*Exercise:* Exactly as written, print the lines from the top of the listing through the line containing "Target: overgrown shrub"; include no pictures.

*Entries shown:*
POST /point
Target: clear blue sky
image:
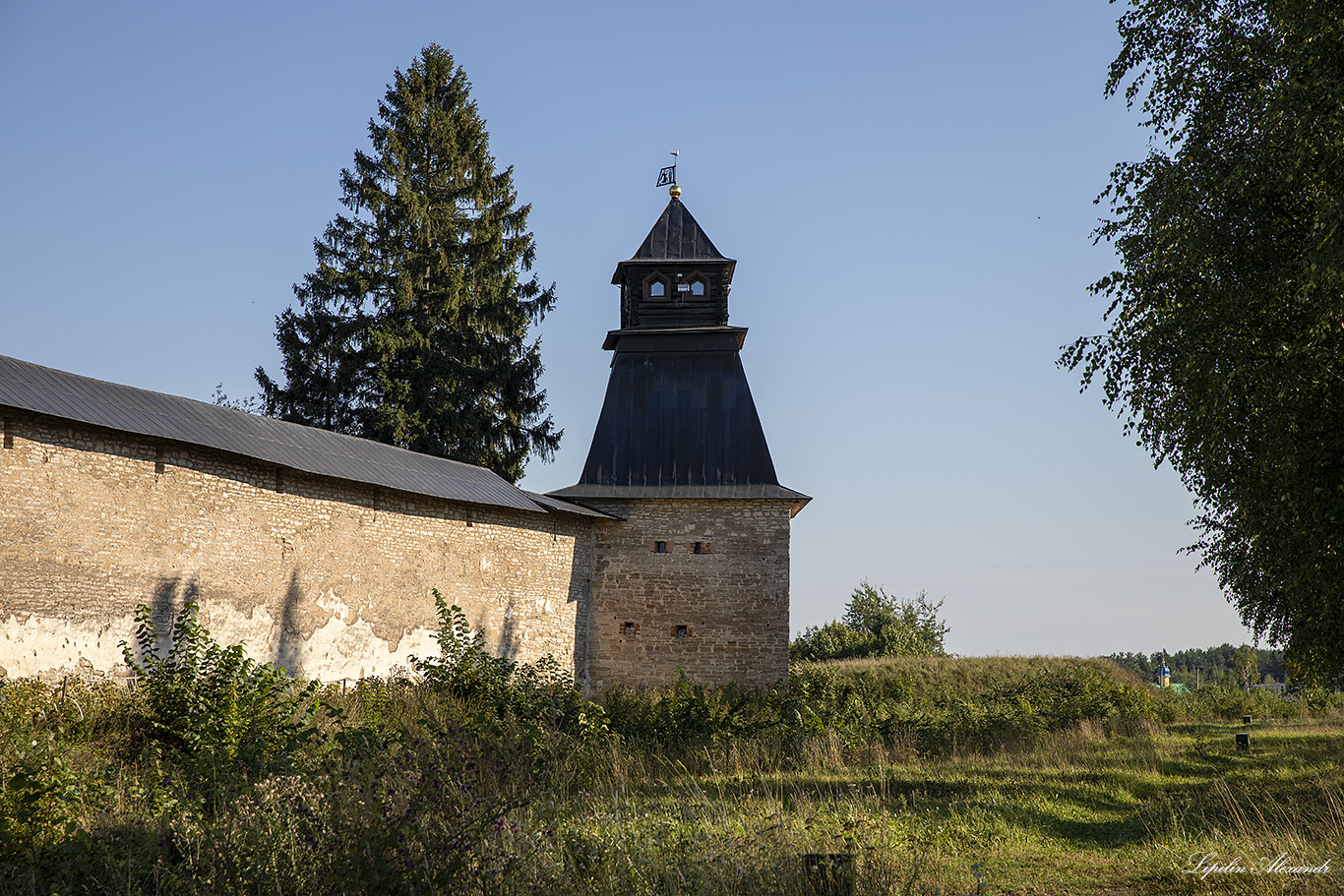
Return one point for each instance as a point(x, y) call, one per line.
point(907, 190)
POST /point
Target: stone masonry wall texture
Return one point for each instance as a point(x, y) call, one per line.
point(327, 577)
point(719, 616)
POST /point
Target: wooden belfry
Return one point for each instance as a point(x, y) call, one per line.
point(693, 575)
point(678, 408)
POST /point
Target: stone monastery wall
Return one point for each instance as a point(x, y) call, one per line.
point(328, 577)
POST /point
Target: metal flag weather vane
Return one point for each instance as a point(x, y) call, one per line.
point(667, 176)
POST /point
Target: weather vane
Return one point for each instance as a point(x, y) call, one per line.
point(667, 176)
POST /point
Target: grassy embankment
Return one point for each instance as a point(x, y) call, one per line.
point(939, 775)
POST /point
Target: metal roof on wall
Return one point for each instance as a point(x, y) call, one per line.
point(43, 389)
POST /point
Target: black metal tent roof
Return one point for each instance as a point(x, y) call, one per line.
point(679, 421)
point(675, 237)
point(69, 396)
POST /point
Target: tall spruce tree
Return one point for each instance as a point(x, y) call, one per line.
point(414, 328)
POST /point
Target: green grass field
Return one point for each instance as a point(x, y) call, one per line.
point(936, 775)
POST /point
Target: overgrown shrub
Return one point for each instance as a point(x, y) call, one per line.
point(875, 625)
point(216, 705)
point(499, 694)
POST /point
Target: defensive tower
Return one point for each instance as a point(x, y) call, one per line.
point(697, 577)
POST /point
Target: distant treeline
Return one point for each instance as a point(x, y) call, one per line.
point(1207, 667)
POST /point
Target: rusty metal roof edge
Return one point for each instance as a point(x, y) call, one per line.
point(562, 506)
point(477, 487)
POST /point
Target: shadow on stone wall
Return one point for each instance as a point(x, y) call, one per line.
point(164, 603)
point(580, 595)
point(288, 649)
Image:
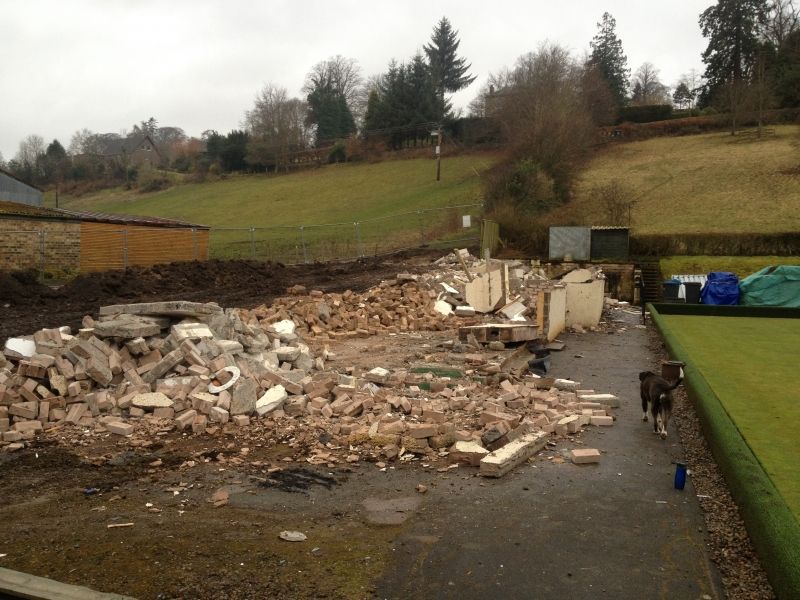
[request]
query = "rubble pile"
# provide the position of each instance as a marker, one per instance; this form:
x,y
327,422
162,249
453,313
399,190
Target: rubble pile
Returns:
x,y
411,302
398,305
141,370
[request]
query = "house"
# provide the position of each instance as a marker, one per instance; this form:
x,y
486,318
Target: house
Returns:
x,y
13,189
135,150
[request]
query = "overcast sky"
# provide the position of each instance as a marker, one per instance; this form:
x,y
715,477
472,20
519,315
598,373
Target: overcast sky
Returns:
x,y
198,64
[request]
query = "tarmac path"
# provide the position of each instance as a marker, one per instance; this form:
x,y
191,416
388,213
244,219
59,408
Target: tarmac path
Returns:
x,y
552,529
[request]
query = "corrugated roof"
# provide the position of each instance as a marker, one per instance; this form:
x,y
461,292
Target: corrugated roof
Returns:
x,y
16,209
128,219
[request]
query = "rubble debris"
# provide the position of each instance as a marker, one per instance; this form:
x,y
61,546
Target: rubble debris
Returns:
x,y
293,536
500,462
142,370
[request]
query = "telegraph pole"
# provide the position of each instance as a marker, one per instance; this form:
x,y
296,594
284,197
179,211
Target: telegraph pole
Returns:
x,y
438,134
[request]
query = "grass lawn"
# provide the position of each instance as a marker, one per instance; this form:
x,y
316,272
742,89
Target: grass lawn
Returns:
x,y
389,200
341,193
699,183
740,265
750,364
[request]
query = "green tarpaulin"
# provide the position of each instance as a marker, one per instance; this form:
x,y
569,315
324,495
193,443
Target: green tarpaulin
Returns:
x,y
772,286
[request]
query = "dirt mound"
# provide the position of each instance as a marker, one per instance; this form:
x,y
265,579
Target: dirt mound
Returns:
x,y
26,305
18,288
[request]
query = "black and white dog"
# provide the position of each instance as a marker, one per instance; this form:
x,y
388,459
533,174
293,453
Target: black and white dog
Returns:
x,y
657,399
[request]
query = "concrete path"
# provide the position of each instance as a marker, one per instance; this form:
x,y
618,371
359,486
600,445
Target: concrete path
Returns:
x,y
614,530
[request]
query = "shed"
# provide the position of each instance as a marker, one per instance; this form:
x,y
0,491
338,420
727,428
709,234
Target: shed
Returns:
x,y
610,243
13,189
65,240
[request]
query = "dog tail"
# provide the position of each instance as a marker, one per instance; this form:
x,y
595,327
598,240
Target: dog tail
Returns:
x,y
677,382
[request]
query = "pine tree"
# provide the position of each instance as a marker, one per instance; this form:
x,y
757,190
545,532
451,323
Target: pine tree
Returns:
x,y
732,29
683,96
607,57
447,70
328,109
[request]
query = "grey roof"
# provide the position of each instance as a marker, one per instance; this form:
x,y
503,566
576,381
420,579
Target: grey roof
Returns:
x,y
143,221
119,146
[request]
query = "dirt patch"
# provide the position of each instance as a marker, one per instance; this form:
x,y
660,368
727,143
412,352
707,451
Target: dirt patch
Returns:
x,y
26,305
298,480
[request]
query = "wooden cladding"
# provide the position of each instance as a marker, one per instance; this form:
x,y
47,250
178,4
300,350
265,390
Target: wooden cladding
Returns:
x,y
112,246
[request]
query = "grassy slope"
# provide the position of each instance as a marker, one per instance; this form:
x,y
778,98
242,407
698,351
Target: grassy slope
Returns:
x,y
700,183
741,265
751,381
337,193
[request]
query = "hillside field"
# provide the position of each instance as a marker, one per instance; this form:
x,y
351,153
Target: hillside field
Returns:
x,y
335,212
699,183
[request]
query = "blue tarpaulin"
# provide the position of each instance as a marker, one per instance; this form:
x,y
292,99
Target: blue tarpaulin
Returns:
x,y
720,288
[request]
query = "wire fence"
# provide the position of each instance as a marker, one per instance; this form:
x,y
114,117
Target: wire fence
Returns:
x,y
92,247
432,227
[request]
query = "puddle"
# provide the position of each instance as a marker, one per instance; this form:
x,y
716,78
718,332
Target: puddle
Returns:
x,y
298,480
393,511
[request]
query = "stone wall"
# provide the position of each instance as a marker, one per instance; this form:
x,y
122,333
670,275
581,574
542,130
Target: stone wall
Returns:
x,y
42,244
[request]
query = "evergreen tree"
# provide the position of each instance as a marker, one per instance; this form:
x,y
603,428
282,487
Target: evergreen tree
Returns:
x,y
447,70
682,96
328,110
787,71
607,57
732,28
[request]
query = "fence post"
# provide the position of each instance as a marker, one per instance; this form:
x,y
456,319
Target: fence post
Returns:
x,y
303,241
42,234
359,246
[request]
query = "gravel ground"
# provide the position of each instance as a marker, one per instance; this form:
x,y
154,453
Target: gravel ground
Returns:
x,y
729,543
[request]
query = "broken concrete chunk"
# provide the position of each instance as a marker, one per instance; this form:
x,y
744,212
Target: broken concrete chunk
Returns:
x,y
19,348
443,308
234,373
127,328
500,462
191,331
464,311
272,399
178,308
151,401
243,399
285,327
467,453
566,385
582,456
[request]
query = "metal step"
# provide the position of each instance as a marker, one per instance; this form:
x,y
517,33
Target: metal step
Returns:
x,y
651,275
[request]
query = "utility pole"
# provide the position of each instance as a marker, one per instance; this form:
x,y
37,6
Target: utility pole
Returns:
x,y
438,134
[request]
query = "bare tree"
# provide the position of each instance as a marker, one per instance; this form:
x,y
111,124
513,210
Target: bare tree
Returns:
x,y
647,88
783,19
545,117
277,126
343,75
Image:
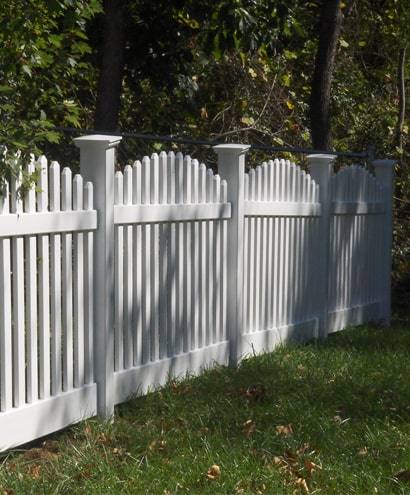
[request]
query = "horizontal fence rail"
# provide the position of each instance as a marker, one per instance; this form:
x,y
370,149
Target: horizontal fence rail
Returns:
x,y
111,282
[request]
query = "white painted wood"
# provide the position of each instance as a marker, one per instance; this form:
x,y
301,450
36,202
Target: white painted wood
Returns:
x,y
6,354
78,301
97,166
184,269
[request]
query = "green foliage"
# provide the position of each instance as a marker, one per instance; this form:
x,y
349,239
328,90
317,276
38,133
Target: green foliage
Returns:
x,y
42,66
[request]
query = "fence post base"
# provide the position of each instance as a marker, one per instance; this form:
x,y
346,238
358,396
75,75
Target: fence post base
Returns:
x,y
231,167
97,158
384,171
321,167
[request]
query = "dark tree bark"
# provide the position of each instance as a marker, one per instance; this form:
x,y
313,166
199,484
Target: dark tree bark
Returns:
x,y
320,111
401,82
111,66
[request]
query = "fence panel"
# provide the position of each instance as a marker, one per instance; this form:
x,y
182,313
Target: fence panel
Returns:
x,y
183,270
170,241
282,212
45,340
357,223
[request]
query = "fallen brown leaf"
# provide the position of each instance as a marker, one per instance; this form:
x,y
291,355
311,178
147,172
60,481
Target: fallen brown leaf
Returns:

*Response:*
POST /point
Target: clear blue sky
image:
Return one point for each instance as a point(x, y) call, one per line.
point(907, 190)
POST /point
Target: stone masonry wall texture
Return one point for each instance as a point(x, y) call, one per line.
point(327, 577)
point(719, 616)
POST /point
Target: wooden belfry
Return one point for each instance as a point(x, y) call, one per line.
point(693, 575)
point(678, 408)
POST /point
Target: stone monastery wall
Return one point for each instance as a point(x, y) call, one per line.
point(328, 577)
POST /point
Target: metal flag weather vane
Return one point for each instance as a point(x, y) call, one per line.
point(667, 176)
POST /point
Target: weather vane
Return one point for each instance as a point(x, y) call, one per line.
point(667, 176)
POST /point
Target: grassy embankment
Return one point for each instance as a point(x, y) call, one per line.
point(939, 775)
POST /point
Target: metal roof on wall
Return one point for each instance as a point(x, y) call, one per line.
point(43, 389)
POST /point
Target: black metal tent roof
Return one point for each instance as a point(x, y) call, one per line.
point(679, 421)
point(675, 237)
point(69, 396)
POST /point
Target: tall spruce tree
Return one point for each instance as a point(x, y) call, one per line.
point(414, 328)
POST /point
Target: green grass field
Return one point for each instance as a point(x, y) call, one per line.
point(936, 775)
POST /point
Target: overgrown shrub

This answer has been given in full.